··· Page extract ···

Since 1989 Marina Emborg has been working in pre-clinical models of neurodegenerative disorders and the development of novel therapeutic strategies.
She obtained her MD and later her PhD at the University of Buenos Aires, where her doctoral thesis was in models of Parkinson's disease and neuroplasticity. She did her postdoctoral training at Somatix Therapy Corp. and The Parkinson's Institute in Sunnyvale, California, where she further studied pre-clinical models and analyzed methods of cell transplantation and gene therapy.
In 1996, after a brief fellowship in the department of Pharmacology at the University of Michigan in Ann Arbor, Dr. Emborg moved to Chicago. There she joined the Research Center for Brain Repair, in the department of Neurological Sciences at Rush-Presbyterian-St. Luke's Medical Center where she became an Assistant Professor and led studies that produced seminal work in vivogene therapy.

··· Provided data ···

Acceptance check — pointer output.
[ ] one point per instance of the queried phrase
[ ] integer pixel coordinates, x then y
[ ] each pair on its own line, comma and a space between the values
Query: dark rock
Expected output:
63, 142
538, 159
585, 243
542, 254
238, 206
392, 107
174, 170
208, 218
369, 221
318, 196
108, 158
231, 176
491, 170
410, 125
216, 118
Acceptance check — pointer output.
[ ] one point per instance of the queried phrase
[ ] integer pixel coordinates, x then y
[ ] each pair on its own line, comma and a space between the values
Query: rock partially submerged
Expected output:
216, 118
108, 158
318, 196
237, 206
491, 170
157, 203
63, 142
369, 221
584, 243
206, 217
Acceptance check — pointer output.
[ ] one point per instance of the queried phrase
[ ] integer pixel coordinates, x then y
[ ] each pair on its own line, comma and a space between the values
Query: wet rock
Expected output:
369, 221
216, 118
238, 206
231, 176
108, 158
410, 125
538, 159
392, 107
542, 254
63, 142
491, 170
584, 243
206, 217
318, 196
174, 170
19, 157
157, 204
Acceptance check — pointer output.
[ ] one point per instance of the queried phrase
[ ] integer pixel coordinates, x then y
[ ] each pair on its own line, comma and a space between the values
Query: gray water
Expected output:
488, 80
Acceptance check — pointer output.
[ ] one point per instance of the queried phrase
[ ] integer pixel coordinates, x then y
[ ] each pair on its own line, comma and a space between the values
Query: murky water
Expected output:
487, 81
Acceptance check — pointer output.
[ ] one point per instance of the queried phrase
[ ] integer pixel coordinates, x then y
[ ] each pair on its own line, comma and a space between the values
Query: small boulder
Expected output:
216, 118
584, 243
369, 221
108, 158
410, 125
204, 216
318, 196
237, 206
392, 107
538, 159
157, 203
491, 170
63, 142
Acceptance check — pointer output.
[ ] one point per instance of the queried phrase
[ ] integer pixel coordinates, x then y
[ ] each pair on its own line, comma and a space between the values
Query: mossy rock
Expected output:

···

» Work instructions
1. In the biography of Marina Emborg, at which university did she earn her MD and PhD?
2. Summarize the biography of Marina Emborg in two sentences.
3. Write a continuation of the biography of Marina Emborg, starting after its last sentence.
The records are separate material and have no connection to the biography of Marina Emborg.

» Results for the exercise
1. The University of Buenos Aires.

2. Since 1989 Marina Emborg has worked on pre-clinical models of neurodegenerative disorders and new therapies, having earned her MD and PhD at the University of Buenos Aires and trained as a postdoc at Somatix Therapy Corp. and The Parkinson's Institute in Sunnyvale, California. In 1996, after a brief fellowship in Pharmacology at the University of Michigan, she moved to Chicago, where she became an Assistant Professor at the Research Center for Brain Repair at Rush-Presbyterian-St. Luke's Medical Center and led influential gene therapy studies.

3.
Since September 2004 she has been Senior Scientist at the Wisconsin National Primate Research Center, University of Wisconsin at Madison, where she directs the Parkinson's disease unit. Her goal at Wisconsin is to help find a cure for Parkinson's disease. Her current studies include mechanisms of cell degeneration and activation of neuroprotective pathways, in vivo and ex vivo gene therapy for trophic factor delivery and transplantation of embryonic and neural stem cells.